* Short task *
Reproduce the lines below verbatim, starting with the line that contains "green shrub, one" and ending with the final line.

* Records to use *
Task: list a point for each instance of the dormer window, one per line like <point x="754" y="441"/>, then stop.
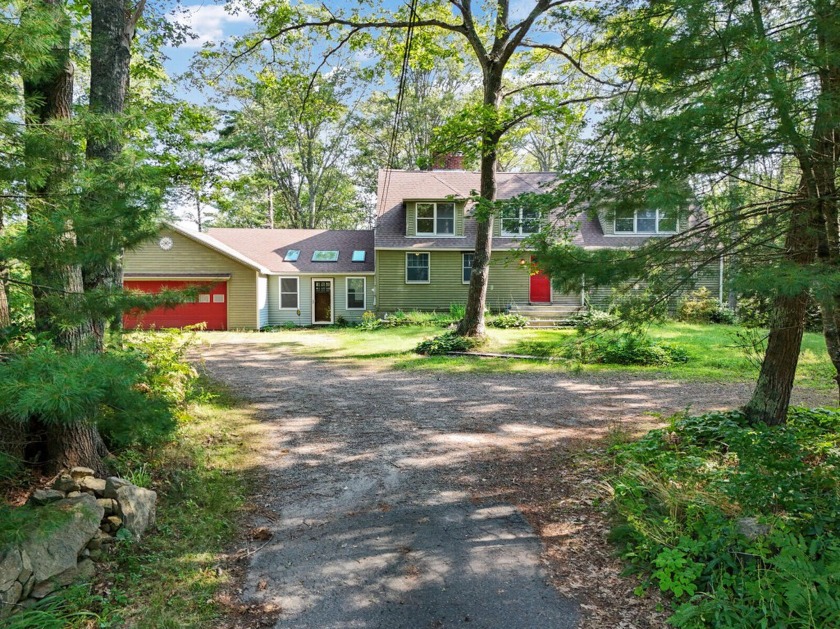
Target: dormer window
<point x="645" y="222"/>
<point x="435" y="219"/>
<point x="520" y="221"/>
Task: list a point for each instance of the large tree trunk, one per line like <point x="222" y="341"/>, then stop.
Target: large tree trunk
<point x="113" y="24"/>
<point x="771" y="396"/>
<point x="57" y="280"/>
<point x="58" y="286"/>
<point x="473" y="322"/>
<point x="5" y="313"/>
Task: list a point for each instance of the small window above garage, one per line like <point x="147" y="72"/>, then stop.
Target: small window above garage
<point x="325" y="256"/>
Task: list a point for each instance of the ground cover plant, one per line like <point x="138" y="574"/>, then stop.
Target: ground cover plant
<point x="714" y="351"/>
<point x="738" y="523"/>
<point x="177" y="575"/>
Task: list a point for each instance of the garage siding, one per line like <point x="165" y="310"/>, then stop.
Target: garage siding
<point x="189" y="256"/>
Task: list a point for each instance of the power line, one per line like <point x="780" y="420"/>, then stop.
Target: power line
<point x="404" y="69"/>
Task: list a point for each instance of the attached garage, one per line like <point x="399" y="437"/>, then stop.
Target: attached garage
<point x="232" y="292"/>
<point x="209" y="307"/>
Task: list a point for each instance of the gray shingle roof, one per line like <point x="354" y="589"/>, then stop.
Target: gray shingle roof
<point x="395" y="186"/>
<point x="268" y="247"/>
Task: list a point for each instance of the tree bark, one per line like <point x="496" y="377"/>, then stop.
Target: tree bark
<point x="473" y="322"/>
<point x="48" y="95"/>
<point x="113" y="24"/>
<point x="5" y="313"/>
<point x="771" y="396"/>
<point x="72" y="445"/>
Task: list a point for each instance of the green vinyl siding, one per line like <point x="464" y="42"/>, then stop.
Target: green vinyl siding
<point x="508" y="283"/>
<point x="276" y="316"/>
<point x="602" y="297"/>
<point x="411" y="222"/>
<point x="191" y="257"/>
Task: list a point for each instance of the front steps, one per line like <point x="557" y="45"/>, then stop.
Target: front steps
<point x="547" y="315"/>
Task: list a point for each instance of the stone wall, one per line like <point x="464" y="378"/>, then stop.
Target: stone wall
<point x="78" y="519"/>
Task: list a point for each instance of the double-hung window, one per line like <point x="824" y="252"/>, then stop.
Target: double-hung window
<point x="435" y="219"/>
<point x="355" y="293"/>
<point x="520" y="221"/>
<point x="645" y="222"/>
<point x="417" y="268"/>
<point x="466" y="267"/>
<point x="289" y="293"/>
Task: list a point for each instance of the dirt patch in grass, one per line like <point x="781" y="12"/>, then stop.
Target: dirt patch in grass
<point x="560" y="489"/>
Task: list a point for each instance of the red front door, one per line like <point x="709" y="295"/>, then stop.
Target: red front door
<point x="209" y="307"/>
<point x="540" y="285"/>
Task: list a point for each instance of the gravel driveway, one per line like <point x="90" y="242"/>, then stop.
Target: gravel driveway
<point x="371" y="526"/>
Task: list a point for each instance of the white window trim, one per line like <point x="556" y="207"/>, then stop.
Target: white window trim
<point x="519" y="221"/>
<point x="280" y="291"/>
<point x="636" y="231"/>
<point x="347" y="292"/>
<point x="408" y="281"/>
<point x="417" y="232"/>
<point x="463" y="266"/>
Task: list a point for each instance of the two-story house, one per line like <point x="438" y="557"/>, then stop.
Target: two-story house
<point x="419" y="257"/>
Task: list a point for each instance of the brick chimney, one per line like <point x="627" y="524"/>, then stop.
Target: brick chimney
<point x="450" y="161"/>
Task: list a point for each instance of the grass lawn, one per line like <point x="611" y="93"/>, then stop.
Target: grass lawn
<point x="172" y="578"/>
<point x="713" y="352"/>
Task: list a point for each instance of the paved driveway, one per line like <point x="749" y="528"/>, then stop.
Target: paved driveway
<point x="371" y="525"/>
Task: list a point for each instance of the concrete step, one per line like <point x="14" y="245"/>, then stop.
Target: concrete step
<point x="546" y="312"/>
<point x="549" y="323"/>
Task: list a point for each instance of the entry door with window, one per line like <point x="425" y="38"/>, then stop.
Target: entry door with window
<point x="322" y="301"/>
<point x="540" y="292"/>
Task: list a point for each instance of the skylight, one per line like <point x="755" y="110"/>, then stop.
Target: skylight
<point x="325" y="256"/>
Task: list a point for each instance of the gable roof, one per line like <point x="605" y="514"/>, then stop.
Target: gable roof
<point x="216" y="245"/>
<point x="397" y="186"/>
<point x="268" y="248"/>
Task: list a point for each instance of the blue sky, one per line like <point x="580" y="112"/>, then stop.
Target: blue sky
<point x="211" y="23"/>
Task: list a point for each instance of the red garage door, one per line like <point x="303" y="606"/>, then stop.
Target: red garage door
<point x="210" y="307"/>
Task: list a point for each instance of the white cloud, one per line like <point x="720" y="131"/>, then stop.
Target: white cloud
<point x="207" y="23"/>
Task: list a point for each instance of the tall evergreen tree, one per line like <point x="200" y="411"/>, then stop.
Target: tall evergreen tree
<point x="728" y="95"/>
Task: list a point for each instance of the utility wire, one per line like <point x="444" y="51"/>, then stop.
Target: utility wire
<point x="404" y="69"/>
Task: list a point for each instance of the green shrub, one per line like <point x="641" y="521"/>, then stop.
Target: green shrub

* Correct result *
Task: list a point for each instance of the green shrub, one per line like <point x="641" y="521"/>, then stop.
Target: green shrub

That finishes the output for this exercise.